Task statement:
A copy of the listing below is needed, exact in every line and without images.
== Segment start ==
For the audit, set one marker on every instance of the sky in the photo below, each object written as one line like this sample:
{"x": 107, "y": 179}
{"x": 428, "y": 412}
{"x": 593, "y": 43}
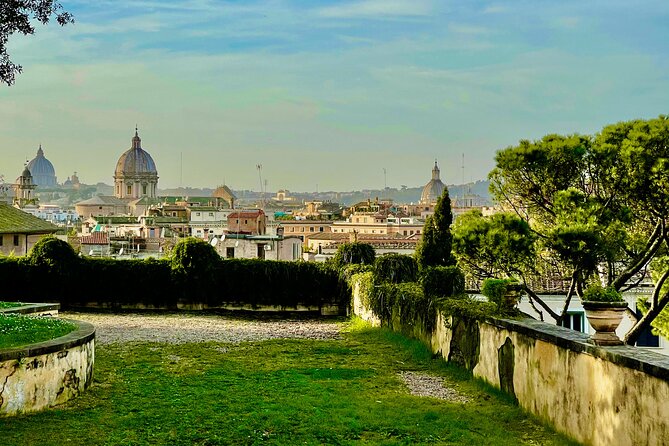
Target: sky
{"x": 325, "y": 95}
== Segment end ==
Expected output:
For the audit, set one marker on every instance of the sky in the photo below, each object written as one line like this sample:
{"x": 107, "y": 179}
{"x": 428, "y": 412}
{"x": 593, "y": 43}
Target: sky
{"x": 325, "y": 95}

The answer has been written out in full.